#### [EXERCISE DETAILS]
The reply to the records below should contain exactly the lines from the line with "Task: one point marks each instance of the unopened" through the line with "Task: one point marks each instance of the yellow-orange", and nothing besides.

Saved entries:
* * * * * * *
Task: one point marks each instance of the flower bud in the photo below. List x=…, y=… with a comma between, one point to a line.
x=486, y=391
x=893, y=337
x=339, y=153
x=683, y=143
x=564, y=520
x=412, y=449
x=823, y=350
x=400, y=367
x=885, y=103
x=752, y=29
* * * * * * *
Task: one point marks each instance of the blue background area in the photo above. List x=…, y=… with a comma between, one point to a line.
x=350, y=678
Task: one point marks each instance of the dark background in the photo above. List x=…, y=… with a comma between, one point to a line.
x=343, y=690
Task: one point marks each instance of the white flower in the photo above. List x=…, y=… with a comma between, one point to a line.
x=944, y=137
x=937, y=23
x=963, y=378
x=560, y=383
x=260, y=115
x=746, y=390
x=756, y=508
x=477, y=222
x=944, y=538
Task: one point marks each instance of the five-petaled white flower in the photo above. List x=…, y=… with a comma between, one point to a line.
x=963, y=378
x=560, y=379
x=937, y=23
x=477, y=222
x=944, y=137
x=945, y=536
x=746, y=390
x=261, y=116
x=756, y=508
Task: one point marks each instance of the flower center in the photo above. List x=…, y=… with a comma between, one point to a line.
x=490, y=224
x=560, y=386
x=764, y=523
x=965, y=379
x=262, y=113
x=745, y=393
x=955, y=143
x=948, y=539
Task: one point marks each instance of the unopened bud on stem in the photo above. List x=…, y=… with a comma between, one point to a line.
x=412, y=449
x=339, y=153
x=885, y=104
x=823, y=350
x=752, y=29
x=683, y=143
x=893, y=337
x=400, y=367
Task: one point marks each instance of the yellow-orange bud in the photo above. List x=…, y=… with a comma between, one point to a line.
* * * * * * *
#### [ANSWER BOX]
Task: one point marks each instance of the unopened bud on stem in the photo above. List x=…, y=… with a comma between, one point to a line.
x=412, y=449
x=339, y=153
x=885, y=104
x=823, y=350
x=752, y=29
x=683, y=143
x=893, y=337
x=400, y=367
Task: one point marks each instance of the yellow-orange bud in the photo above. List x=…, y=… with a comma between, one point to a line.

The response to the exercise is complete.